(Records from a data source)

* * *

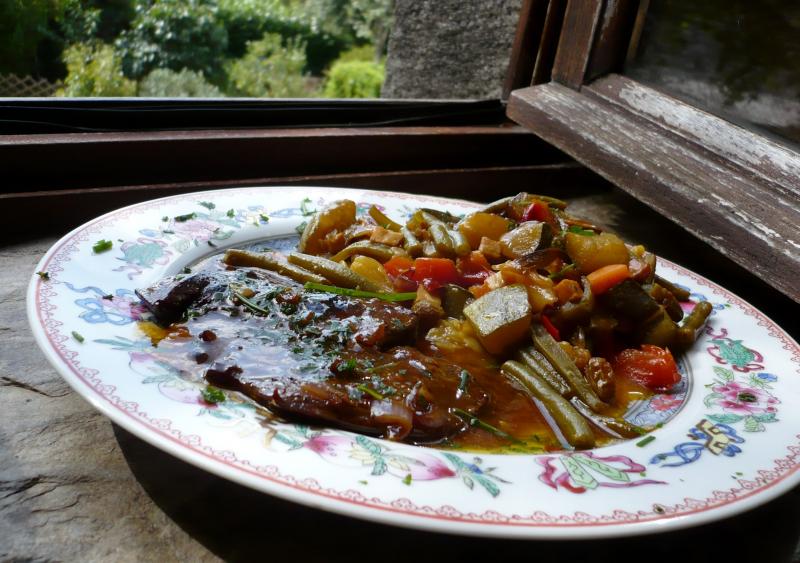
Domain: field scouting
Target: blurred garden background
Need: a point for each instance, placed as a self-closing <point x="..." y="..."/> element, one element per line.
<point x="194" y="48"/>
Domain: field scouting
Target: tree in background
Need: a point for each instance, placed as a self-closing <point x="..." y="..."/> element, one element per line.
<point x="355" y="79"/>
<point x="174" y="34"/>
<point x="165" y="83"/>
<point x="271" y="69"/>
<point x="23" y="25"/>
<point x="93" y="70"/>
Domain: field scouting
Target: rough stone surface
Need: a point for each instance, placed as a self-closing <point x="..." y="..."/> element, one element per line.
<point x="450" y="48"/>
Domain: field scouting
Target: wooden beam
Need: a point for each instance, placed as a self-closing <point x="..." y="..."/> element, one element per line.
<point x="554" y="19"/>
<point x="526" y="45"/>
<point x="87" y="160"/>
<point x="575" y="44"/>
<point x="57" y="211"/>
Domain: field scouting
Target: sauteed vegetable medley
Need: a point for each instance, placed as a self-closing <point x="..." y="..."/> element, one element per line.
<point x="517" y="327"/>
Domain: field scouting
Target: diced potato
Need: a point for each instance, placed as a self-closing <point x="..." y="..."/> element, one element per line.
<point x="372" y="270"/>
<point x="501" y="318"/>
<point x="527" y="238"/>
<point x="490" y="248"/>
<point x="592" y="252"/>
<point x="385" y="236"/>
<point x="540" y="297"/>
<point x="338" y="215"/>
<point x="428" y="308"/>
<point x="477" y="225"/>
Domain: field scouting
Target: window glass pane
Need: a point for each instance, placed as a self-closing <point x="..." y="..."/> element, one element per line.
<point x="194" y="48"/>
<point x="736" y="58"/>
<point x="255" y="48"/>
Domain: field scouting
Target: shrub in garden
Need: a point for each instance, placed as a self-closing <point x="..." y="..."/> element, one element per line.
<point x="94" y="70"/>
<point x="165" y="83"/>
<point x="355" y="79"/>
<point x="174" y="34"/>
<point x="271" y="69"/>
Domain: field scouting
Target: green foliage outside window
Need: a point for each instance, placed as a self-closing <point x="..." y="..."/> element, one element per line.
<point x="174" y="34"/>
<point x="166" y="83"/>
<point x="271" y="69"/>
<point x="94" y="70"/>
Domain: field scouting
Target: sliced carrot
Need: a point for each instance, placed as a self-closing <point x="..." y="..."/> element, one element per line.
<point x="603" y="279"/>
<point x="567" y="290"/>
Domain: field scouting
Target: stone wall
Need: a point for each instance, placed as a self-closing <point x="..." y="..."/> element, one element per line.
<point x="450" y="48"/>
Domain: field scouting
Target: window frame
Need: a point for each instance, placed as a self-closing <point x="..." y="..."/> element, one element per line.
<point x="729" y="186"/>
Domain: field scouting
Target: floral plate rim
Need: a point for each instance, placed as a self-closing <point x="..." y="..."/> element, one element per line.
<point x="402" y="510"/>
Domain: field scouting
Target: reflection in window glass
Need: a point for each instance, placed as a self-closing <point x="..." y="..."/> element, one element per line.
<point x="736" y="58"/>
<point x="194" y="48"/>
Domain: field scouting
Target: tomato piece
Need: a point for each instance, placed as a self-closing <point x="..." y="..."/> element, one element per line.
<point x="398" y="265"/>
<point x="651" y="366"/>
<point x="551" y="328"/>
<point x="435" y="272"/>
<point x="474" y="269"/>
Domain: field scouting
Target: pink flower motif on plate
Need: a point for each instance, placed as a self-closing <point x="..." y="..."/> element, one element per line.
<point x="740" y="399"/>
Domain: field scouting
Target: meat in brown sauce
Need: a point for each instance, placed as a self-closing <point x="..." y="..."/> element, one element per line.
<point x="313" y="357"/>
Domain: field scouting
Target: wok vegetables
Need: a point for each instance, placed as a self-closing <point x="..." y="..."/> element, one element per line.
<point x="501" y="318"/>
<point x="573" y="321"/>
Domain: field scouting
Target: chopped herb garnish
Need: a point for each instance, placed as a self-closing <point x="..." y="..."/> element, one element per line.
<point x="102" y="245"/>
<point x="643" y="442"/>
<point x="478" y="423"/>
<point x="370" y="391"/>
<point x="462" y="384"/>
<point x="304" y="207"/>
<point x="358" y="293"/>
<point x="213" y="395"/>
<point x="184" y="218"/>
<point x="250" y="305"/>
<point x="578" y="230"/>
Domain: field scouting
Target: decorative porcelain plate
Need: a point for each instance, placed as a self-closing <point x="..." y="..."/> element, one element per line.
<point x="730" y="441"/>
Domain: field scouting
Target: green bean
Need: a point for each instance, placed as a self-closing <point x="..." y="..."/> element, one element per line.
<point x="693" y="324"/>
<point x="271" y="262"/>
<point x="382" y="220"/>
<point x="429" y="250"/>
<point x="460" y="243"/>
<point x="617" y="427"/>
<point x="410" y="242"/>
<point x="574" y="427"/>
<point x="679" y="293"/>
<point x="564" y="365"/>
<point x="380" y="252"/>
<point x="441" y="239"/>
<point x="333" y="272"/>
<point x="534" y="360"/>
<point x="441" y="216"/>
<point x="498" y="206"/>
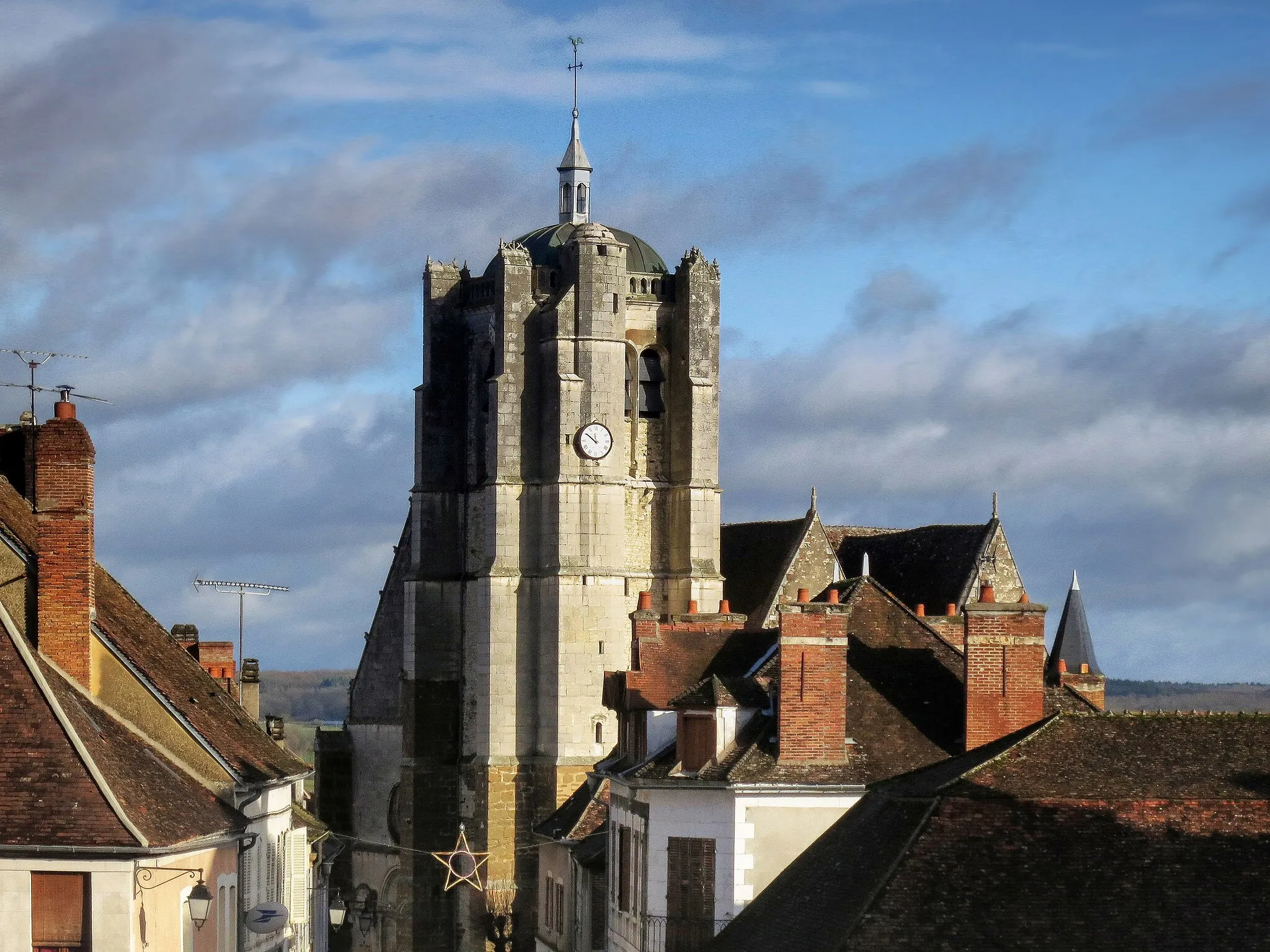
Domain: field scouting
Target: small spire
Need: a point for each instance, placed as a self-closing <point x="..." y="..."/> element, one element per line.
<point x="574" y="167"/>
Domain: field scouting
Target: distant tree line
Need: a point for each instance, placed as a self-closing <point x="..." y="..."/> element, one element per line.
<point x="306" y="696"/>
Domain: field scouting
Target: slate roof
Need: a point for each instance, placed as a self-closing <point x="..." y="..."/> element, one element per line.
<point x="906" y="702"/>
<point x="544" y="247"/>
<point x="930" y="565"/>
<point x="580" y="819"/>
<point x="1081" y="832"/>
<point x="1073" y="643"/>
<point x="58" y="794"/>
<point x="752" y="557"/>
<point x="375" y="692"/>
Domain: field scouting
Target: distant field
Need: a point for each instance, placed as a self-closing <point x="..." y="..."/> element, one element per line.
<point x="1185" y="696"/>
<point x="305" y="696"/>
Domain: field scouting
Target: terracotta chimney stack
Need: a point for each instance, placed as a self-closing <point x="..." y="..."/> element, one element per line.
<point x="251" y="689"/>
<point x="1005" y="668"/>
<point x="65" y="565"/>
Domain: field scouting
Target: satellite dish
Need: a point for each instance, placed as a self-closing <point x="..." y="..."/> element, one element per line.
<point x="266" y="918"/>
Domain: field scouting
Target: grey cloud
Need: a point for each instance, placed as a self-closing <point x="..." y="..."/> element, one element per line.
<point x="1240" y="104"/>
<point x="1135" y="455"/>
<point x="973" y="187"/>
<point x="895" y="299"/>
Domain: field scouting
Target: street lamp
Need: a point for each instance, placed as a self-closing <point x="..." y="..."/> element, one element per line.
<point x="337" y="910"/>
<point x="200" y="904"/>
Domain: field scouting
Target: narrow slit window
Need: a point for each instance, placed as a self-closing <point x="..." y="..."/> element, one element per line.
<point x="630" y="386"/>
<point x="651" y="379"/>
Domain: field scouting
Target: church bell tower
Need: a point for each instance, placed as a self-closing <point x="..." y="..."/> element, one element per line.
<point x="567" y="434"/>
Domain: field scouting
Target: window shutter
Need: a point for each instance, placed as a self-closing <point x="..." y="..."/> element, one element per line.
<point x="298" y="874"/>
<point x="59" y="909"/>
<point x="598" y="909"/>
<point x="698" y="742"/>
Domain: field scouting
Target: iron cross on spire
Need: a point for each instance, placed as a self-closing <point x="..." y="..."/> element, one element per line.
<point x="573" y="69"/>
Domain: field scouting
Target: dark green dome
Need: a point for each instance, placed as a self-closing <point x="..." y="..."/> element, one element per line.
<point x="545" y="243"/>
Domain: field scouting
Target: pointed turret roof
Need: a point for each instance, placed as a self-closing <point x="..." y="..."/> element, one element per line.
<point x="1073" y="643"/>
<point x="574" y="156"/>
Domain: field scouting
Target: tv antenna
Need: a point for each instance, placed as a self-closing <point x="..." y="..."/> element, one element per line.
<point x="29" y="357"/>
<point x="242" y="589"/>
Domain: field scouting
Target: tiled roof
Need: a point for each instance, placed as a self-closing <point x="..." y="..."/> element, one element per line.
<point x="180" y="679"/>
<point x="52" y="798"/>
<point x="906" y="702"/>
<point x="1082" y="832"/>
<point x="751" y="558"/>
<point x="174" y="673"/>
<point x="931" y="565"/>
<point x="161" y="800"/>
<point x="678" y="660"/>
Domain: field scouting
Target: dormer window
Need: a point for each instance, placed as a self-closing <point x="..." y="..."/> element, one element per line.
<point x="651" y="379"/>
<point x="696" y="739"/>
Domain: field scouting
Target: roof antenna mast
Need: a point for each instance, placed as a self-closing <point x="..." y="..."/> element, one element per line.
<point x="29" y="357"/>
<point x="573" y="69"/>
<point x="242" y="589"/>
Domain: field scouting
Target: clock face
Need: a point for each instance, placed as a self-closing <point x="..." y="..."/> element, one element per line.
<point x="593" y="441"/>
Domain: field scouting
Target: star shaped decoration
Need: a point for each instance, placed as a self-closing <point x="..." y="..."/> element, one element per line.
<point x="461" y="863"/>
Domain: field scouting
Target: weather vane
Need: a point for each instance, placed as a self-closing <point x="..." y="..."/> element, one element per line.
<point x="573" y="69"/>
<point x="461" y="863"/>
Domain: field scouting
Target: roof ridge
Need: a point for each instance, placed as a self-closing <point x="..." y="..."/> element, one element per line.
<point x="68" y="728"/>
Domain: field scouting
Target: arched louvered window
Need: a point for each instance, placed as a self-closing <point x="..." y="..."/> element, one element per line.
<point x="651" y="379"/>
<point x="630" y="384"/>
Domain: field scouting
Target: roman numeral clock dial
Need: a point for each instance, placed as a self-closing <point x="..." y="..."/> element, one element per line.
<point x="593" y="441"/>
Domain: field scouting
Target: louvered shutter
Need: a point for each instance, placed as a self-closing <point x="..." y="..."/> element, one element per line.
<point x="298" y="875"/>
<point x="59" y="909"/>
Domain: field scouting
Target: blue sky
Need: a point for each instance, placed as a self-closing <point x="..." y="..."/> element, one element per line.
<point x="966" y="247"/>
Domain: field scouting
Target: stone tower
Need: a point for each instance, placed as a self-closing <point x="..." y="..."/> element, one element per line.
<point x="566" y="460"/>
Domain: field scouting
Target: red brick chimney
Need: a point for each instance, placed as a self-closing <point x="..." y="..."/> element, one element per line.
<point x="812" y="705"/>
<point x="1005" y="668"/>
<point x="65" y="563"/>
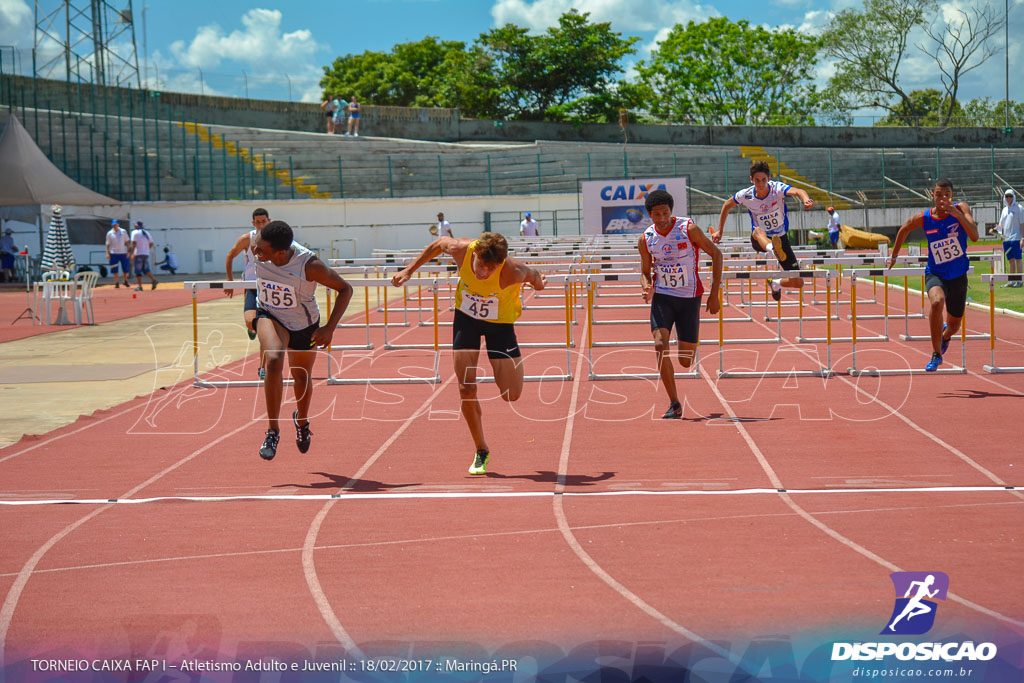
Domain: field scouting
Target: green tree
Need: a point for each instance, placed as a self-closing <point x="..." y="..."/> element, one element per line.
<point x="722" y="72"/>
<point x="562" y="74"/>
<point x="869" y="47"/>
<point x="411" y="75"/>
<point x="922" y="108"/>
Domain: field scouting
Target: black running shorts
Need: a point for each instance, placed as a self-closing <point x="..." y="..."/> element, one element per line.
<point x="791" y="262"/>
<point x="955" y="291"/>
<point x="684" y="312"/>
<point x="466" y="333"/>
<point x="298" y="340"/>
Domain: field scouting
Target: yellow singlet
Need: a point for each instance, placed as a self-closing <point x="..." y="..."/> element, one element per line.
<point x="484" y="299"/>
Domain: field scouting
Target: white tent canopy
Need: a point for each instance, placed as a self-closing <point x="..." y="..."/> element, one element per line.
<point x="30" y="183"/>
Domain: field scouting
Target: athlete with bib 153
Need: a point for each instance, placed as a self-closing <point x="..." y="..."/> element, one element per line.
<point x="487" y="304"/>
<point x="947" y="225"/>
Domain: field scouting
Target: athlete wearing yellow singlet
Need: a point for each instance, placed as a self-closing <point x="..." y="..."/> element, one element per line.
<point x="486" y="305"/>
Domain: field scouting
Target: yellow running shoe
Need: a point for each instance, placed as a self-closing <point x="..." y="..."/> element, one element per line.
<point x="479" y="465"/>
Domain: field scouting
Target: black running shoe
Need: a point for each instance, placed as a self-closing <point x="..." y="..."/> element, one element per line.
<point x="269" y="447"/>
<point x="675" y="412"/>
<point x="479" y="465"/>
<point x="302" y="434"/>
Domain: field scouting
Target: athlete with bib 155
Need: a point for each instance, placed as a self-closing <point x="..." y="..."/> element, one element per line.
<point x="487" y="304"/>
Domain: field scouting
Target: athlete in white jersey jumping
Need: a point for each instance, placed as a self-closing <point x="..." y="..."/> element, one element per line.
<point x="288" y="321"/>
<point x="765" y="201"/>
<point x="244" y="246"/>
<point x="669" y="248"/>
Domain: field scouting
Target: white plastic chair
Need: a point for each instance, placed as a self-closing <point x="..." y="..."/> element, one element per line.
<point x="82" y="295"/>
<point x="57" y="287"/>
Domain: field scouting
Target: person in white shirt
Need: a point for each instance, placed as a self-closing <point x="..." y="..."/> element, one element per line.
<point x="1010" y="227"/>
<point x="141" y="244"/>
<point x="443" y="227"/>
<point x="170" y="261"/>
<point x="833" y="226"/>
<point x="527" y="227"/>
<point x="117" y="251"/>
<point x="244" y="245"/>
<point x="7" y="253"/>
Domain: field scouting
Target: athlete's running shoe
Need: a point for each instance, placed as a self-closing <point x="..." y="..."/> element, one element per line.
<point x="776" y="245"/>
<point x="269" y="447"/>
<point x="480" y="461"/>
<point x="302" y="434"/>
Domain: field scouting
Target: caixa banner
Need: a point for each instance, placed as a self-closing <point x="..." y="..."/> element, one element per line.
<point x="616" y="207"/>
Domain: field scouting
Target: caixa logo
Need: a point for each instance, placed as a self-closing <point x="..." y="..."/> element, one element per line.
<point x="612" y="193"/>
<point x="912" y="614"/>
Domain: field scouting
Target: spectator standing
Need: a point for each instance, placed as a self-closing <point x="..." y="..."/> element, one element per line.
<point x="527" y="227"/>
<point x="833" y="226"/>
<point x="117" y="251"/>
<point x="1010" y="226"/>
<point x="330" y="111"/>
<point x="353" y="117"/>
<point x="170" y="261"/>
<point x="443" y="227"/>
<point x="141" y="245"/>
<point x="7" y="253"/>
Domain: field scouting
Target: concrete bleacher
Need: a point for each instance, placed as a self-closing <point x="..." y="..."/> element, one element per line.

* * *

— Brief —
Transcribe the records above exactly, beginning at the line that contains "Target: roof antenna mast" and ending with the line that contains "Target: roof ridge", both included, and nothing else.

— Answer to this problem —
Target: roof antenna mast
Need: a point for each instance, placed as a self-closing <point x="..." y="..."/> element, one element per line.
<point x="29" y="357"/>
<point x="573" y="69"/>
<point x="242" y="589"/>
Domain: field scouting
Target: clock face
Need: a point for each instance, placed as a self-closing <point x="..." y="..."/> element, one element per line.
<point x="593" y="441"/>
Domain: field scouting
Target: star shaped decoration
Need: a point for each instance, placed as a self-closing <point x="..." y="..."/> element, one element per line.
<point x="461" y="863"/>
Domain: field scouting
Target: weather vane
Need: a point for each instance, placed as a self-closing <point x="..." y="..."/> element, one element per line.
<point x="573" y="69"/>
<point x="461" y="863"/>
Domain: field scouting
Target: roof ridge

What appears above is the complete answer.